### Problem
Could you set down the lines below, from the one containing "TARGET = wheelbarrow tray filled with sand" through the final line, exactly as written?

### Information
= = = =

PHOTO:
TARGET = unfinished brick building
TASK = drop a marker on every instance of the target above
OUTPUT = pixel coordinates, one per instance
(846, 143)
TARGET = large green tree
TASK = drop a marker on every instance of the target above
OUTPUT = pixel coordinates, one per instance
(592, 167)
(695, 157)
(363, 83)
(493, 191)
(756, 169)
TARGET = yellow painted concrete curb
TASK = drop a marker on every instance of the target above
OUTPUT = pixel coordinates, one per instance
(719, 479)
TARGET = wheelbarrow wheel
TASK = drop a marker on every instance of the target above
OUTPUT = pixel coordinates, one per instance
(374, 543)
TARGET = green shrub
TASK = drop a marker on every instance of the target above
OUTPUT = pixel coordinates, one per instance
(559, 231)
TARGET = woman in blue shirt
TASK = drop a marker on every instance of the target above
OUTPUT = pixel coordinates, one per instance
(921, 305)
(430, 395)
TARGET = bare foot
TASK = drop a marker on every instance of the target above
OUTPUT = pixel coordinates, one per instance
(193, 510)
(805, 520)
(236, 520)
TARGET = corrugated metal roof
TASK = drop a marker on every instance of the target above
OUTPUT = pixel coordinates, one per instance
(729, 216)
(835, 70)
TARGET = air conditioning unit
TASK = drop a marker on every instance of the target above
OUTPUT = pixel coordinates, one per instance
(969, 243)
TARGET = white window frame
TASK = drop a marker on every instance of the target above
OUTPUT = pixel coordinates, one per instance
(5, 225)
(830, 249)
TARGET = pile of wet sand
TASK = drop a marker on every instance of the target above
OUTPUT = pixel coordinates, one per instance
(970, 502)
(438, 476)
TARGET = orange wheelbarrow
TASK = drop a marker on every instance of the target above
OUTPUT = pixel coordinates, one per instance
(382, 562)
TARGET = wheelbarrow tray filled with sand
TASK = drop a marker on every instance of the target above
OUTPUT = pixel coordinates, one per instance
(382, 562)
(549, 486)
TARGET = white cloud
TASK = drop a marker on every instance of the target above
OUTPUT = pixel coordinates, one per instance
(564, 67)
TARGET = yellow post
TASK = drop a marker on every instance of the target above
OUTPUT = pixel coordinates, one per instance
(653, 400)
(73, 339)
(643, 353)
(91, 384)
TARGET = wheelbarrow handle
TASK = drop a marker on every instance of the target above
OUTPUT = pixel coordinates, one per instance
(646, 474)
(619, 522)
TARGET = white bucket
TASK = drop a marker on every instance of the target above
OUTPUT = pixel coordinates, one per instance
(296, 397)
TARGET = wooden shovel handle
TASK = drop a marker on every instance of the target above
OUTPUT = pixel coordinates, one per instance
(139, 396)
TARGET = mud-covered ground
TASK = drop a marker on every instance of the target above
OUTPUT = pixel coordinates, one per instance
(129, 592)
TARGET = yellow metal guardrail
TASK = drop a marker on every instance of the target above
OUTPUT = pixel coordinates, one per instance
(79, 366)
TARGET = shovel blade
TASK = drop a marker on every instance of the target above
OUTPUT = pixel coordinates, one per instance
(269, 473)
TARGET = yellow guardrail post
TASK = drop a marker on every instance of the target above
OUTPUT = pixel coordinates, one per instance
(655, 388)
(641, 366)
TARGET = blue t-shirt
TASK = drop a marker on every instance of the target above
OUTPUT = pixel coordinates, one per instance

= = = =

### Finished exercise
TARGET = wheelbarrow tray filled with sand
TASK = drop a marker on every instance of the target above
OUTPUT = pixel coordinates, one per instance
(382, 562)
(549, 486)
TARGET = white cloud
TASK = drop a marker on every instance of the target above
OUTPUT = pixel coordinates, one per instance
(564, 67)
TARGET = yellow post
TASK = drop a marker on every instance of the target above
OUTPUT = pixel coordinates, one per instance
(653, 400)
(73, 339)
(643, 353)
(91, 384)
TARGET = wheelbarrow handle
TASK = drop a marker on every instance of the target above
OUTPUT = pixel coordinates, one per instance
(646, 474)
(619, 522)
TARGET = white bucket
TASK = drop a marker on every instance of the target above
OUTPUT = pixel coordinates, one per instance
(296, 397)
TARGET = wooden shovel handle
TASK = drop a marker on every instance of the target above
OUTPUT = pixel coordinates, one per instance
(139, 396)
TARGET = mud-covered ground
TASK = drop a marker on every instance of the target above
OUTPUT = pixel coordinates, one per instance
(129, 592)
TARGET = yellow metal guardrail
TASK = drop a marker on every instance of the target above
OUTPUT = pixel coordinates, one per instance
(79, 366)
TARGET = shovel blade
TASK = drop a marker on every instance of the target above
OUTPUT = pixel coordinates, one per instance
(269, 473)
TARGET = yellow guardrail post
TASK = drop a marker on every instance of the target above
OUTPUT = pixel coordinates, one per instance
(655, 388)
(641, 366)
TARGET = blue t-shirt
TASK = drop a marker on every instance of the target above
OUTPUT = pixel coordinates, one per instance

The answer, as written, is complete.